### Problem details
Report every line of the records below that contains the word "wall", copying each such line in full.

Image point annotation entries
******************************

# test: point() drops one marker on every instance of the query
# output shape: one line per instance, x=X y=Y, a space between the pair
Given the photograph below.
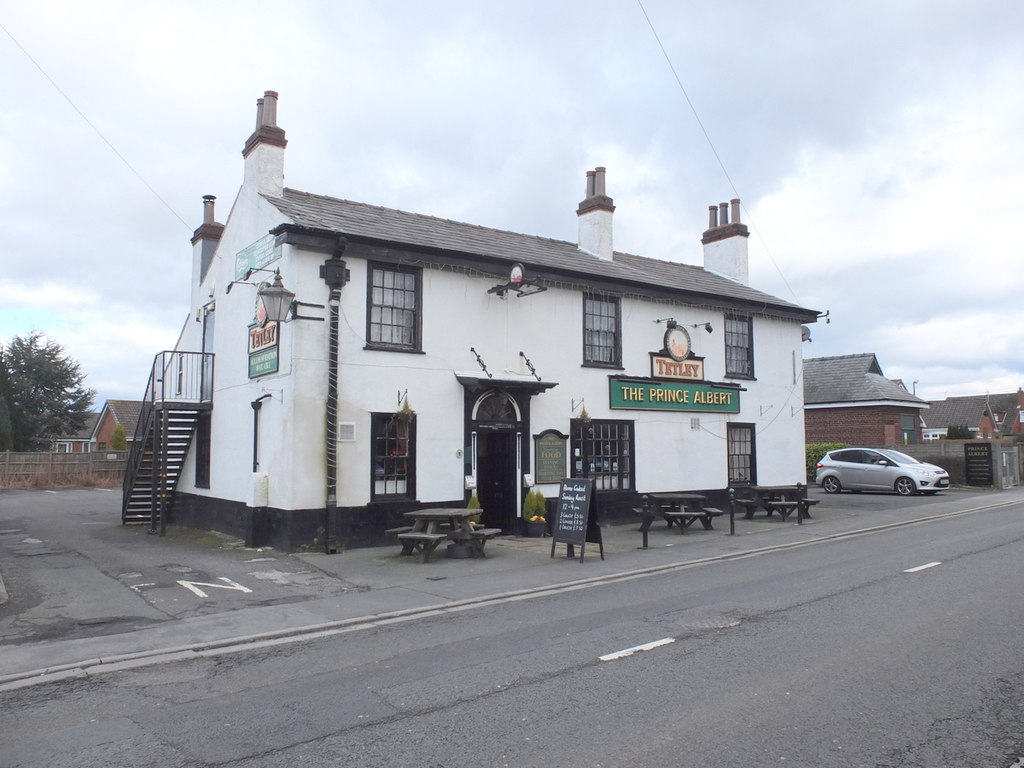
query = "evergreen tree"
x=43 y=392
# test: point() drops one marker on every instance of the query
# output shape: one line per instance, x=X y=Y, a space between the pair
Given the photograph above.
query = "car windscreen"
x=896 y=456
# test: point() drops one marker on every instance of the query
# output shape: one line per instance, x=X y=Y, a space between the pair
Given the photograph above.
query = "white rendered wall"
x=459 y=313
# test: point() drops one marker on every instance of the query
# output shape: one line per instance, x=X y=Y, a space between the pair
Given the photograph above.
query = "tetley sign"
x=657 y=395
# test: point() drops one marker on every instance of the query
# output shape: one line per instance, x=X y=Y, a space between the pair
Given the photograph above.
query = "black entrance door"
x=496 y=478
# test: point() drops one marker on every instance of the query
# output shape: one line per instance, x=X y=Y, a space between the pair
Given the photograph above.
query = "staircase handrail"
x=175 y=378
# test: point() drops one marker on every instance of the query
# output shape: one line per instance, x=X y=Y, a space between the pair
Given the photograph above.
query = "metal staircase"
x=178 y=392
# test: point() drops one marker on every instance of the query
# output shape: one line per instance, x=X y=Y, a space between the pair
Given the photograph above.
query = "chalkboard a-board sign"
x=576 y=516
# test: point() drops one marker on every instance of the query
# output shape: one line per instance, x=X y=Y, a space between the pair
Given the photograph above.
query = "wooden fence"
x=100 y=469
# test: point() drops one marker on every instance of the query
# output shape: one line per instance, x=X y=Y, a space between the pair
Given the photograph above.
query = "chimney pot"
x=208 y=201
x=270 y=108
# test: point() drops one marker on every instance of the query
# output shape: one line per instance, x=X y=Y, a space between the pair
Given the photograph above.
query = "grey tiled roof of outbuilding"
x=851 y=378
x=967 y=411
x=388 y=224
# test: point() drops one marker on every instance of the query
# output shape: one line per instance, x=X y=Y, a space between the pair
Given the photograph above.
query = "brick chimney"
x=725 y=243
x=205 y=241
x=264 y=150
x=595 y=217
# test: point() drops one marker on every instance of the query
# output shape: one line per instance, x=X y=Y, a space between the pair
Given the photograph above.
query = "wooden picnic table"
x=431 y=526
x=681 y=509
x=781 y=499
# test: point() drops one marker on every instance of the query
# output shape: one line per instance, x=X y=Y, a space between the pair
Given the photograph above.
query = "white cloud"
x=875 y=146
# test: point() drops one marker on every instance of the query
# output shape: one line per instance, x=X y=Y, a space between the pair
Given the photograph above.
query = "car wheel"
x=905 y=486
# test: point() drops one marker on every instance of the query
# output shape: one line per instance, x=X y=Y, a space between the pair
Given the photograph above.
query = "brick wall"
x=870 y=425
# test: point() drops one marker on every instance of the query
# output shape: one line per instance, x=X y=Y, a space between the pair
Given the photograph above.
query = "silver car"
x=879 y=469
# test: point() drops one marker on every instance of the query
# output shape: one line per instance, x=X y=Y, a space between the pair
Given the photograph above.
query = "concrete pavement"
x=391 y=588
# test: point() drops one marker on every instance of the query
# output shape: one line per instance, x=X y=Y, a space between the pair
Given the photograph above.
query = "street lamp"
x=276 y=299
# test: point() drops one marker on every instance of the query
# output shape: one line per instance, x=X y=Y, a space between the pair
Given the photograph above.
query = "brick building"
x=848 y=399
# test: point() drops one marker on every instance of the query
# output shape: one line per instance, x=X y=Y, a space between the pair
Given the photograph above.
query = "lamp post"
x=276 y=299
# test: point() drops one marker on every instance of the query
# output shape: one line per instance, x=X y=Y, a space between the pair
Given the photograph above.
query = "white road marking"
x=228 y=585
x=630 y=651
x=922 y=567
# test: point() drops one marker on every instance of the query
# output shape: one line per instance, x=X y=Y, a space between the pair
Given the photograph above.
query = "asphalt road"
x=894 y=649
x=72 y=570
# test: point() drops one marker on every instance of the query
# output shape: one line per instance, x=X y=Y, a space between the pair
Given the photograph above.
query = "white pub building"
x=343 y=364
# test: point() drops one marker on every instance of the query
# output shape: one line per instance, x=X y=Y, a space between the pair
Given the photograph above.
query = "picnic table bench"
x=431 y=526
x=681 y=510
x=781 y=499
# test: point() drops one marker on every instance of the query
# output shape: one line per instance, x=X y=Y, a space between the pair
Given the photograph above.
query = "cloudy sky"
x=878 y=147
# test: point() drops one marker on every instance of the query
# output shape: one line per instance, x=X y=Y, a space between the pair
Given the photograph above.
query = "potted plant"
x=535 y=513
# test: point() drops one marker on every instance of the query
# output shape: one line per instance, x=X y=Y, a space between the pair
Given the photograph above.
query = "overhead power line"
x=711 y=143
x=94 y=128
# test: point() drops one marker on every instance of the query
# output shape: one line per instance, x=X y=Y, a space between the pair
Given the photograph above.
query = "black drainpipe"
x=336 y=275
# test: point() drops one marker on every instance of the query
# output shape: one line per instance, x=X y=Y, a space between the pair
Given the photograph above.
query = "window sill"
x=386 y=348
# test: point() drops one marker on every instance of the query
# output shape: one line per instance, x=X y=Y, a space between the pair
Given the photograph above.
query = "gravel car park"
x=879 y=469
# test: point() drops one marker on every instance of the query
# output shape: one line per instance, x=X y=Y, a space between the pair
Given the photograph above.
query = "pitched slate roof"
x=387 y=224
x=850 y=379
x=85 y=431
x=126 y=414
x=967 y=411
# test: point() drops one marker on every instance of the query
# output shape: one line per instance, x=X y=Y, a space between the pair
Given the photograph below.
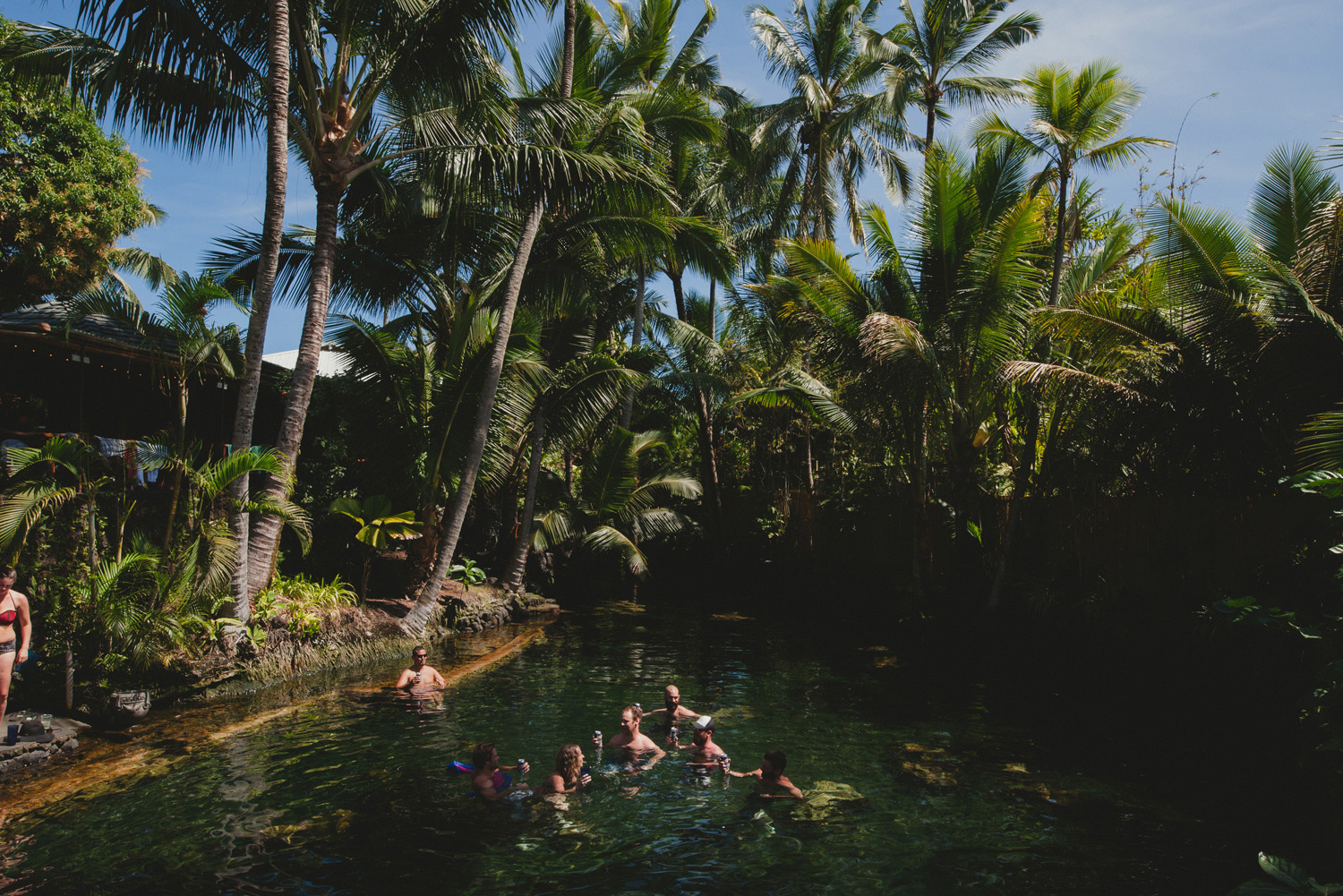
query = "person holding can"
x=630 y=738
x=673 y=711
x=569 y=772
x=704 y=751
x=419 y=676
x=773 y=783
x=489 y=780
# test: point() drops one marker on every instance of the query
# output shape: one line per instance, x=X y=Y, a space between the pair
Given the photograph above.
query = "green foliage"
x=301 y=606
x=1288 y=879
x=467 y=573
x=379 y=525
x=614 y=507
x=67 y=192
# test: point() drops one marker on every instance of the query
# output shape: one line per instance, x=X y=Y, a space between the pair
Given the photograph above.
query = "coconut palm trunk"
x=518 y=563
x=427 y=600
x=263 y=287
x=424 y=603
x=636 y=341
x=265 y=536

******************************

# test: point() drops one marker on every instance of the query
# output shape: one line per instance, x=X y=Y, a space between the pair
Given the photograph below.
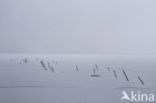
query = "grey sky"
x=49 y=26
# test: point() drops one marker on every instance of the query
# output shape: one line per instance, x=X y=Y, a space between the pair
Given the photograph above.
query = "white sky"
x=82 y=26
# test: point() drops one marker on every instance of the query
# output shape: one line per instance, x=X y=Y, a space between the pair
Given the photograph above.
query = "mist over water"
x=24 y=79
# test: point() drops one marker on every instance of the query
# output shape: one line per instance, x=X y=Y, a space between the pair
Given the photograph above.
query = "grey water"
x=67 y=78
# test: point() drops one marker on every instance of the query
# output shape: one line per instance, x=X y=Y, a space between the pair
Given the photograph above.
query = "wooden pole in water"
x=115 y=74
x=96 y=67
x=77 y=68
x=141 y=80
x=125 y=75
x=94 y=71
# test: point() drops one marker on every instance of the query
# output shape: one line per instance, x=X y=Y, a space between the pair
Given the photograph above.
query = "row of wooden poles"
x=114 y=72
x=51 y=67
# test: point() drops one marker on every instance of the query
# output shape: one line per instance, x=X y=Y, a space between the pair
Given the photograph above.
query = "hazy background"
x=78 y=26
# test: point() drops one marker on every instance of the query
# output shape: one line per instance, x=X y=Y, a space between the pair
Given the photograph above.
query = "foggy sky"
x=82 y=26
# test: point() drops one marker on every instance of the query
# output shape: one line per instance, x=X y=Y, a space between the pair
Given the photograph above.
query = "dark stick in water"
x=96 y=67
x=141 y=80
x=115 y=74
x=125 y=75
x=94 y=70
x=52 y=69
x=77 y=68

******************************

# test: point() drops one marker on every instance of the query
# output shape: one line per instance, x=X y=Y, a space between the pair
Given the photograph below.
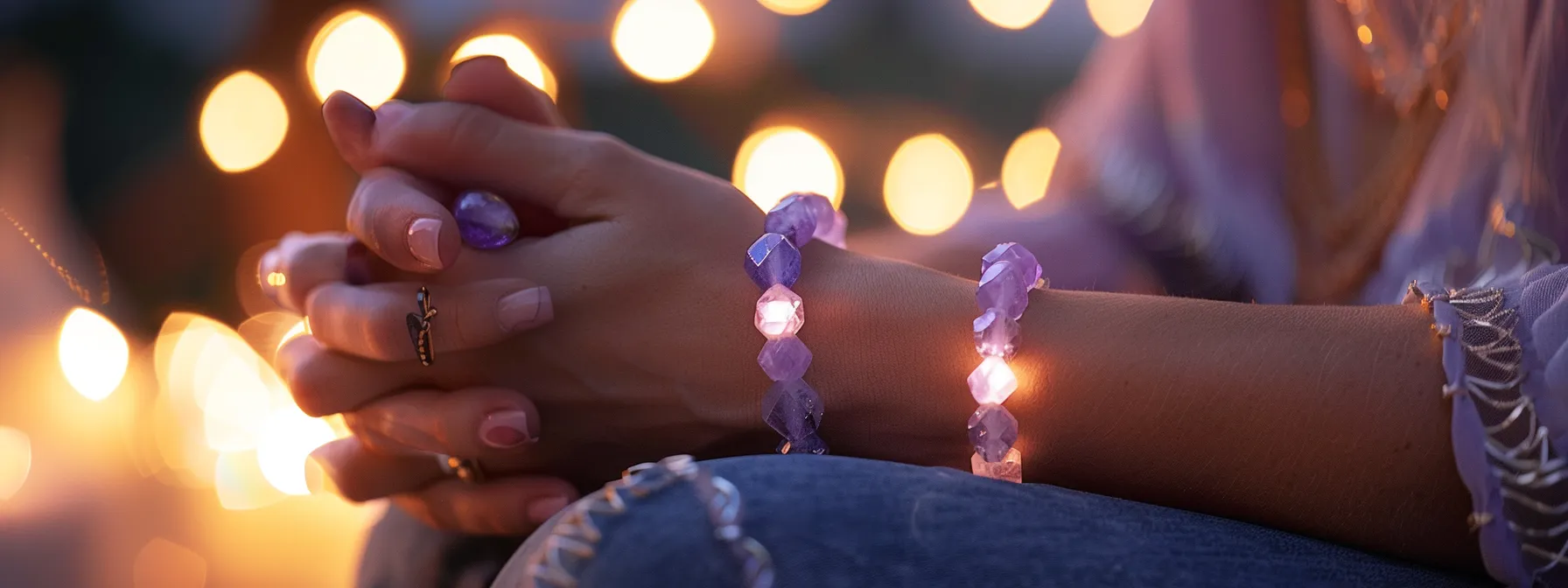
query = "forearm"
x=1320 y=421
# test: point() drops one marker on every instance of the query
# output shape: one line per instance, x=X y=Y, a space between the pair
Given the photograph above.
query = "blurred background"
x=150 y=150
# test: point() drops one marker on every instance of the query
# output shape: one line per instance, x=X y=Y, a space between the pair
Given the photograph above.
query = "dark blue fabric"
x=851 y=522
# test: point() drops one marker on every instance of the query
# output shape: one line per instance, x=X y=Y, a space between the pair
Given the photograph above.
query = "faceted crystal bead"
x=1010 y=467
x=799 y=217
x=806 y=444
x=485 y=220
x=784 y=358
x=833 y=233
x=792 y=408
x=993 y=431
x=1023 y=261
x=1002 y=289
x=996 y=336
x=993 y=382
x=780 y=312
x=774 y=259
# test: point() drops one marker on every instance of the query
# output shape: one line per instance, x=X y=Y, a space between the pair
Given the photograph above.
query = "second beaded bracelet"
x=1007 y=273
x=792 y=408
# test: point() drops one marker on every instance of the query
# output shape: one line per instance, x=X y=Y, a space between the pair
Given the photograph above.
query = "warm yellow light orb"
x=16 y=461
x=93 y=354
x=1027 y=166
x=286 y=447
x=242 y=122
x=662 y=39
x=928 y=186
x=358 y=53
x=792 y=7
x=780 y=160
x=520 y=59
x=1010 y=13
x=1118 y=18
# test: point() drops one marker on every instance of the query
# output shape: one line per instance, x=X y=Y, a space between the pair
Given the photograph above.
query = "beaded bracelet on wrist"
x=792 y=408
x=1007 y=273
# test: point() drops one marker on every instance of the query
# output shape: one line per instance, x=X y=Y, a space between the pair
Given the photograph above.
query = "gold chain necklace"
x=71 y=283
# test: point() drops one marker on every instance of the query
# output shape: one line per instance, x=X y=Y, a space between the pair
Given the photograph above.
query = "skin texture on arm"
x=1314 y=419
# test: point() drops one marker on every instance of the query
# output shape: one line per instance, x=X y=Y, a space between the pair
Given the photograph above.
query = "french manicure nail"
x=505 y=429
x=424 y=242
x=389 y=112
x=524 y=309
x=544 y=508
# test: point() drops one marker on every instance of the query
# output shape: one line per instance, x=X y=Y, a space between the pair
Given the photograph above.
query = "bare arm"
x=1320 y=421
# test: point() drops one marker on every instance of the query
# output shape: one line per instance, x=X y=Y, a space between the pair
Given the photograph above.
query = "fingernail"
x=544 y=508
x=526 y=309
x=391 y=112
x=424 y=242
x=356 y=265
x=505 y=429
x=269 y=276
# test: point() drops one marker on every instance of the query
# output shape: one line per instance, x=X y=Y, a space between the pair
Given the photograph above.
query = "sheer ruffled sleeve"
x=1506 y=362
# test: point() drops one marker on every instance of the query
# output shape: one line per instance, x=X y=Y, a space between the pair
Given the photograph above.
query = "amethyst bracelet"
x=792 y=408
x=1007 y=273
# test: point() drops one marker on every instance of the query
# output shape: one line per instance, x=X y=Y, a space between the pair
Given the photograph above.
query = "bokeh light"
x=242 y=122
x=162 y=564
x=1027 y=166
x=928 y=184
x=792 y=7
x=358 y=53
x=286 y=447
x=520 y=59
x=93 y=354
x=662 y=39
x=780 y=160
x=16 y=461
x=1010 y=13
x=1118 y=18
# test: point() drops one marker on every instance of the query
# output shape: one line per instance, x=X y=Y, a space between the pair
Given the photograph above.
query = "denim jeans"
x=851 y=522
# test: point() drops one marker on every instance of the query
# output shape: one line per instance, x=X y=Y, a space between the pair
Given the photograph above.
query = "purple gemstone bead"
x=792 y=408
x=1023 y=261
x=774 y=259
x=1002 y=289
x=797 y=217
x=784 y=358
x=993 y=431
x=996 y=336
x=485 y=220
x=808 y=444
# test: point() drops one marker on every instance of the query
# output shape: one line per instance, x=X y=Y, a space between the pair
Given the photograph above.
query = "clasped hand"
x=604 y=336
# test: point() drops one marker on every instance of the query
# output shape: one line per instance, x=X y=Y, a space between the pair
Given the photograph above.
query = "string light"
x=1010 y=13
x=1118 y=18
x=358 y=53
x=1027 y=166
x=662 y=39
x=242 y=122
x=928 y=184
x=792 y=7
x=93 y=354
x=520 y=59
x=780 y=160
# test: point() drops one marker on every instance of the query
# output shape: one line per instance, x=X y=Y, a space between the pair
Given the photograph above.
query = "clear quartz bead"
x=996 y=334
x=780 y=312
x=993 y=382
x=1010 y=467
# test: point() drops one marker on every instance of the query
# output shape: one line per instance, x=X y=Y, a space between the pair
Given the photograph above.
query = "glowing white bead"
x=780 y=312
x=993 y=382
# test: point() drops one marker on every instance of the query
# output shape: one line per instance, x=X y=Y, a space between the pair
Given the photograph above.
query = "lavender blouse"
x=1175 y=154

******************************

### Expected answer
query = "white rendered wall"
query = "brick wall"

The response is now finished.